-------- Excerpted text

# does this sound ok?



## 85cannabliss (Feb 26, 2008)

hi all just a quick question, can you leave a plant from seed to harvest to grow outside??

i ask coz my plan is to put plants out in 1 plant plots. meaning 1 here 1 there all over the place. but i dont want to have to go visiting , EVER. then when it comes to harvest go and collect my fruits. last year i got WAY ahead of myself and had 23 in 1 place, so once 1 was found, they all were. this way i should get at least 1 plant to harvest.
 and if it dont rain for 10 days or so, i may pay a few a little visit with some fresh water.



let me know what you think.
85C


----------



## HippyInEngland (Feb 26, 2008)

Hola 85

The plant is a weed.
It has survived on its own for centuries, Understand?


----------



## TheStickyIcky (Feb 26, 2008)

No.

You will have a small harvest if any. That is if you put them in the ground. If you  put them in a pot they will most likely not make it at all.


----------



## 85cannabliss (Feb 27, 2008)

HippyInEngland said:
			
		

> Hola 85
> 
> The plant is a weed.
> It has survived on its own for centuries, Understand?

----------------

■ Instruction 1
Answer these from the forum thread about leaving plants to grow outside unattended:
(a) How many plants did 85cannabliss have in one place last year?
(b) According to TheStickyIcky, what will most likely happen to plants put in a pot?
(c) How long without rain would lead 85cannabliss to visit a few plants with fresh water?
■ Instruction 2
Extend the forum thread about leaving plants to grow outside unattended, picking up right after the quoted lines in the last post.
The data isn't needed for any of this.

-------- Material provided

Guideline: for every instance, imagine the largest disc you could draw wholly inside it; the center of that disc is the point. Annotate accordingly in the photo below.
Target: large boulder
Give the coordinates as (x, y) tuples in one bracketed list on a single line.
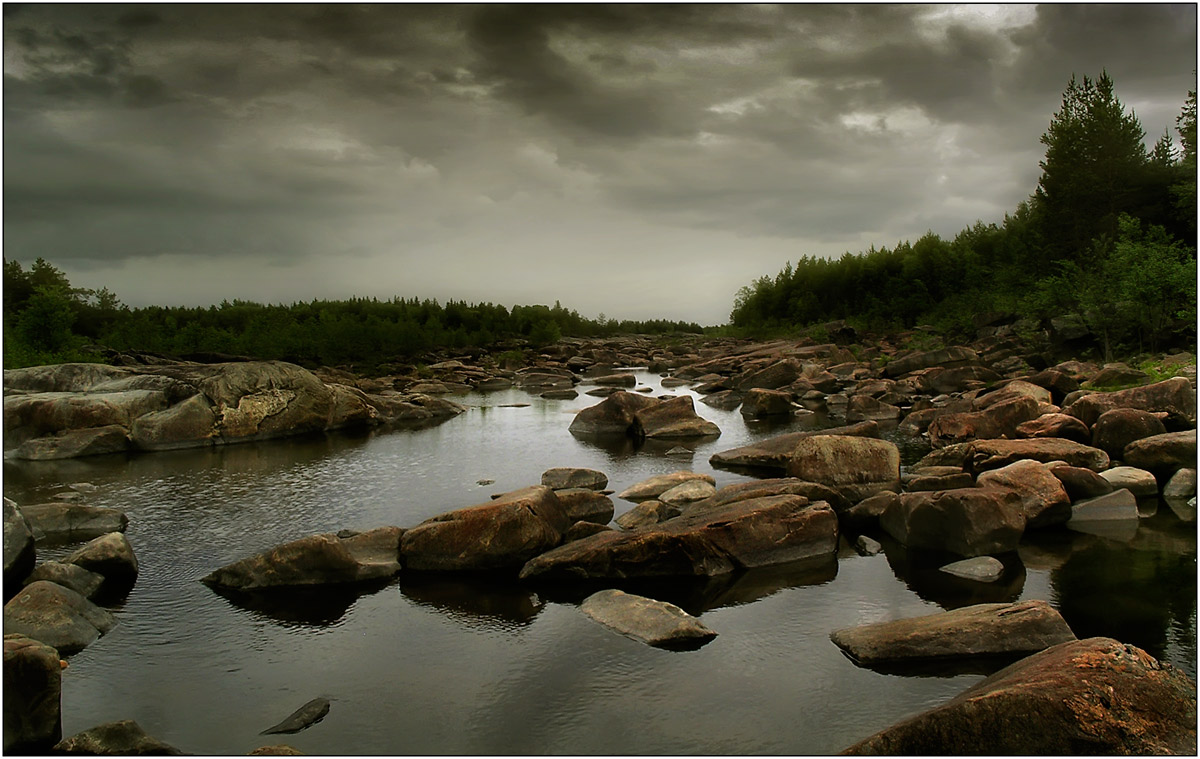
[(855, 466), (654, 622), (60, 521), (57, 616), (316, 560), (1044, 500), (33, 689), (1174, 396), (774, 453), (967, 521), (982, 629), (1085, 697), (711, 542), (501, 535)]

----------------

■ Right answer 1
(a) 23
(b) They will most likely not make it at all.
(c) 10 days or so

■ Right answer 2
thats what i thought , surely mother nature must supply the feed they need to survive. i will be visiting them if it dont rain for a while to give them a little drink.


----------



## TheStickyIcky (Feb 27, 2008)

I'm pretty sure you don't care much for me, 85. Which is all fine, but I'm just trying to help you out. Just like last year when I told you that your plants would be found.....and they were. I wish you could have proved me wrong. This season I'm telling you if you put your plants in pots and scatter them out and never go to them and think that you are going to harvest then you are going to be disappointed. 

I'm not the best grower on this site, nor do I claim to be even close. But, I have *some* knowledge.


----------



## 85cannabliss (Feb 28, 2008)

hey sticky i aint got no problem you bro, in fact i take your advice in toe., and i will have a few local plants to tend to, just so i kinow when to go and give the wild 1s the chop.

and yes, last year was a big flop for me, but this year i will be remembering where i went wrong last year, and use that to ensure i have bud to smoke this year. i just want some far away from where i live so that i leave absolutely no trails behind when i visit. 

i have high hopes for this year sticky, and dont mean to sound like i dont agree with you, but trial and error is the only proper way to learn for yourself, dont you think?


----------



## Sticky_Budz (Feb 28, 2008)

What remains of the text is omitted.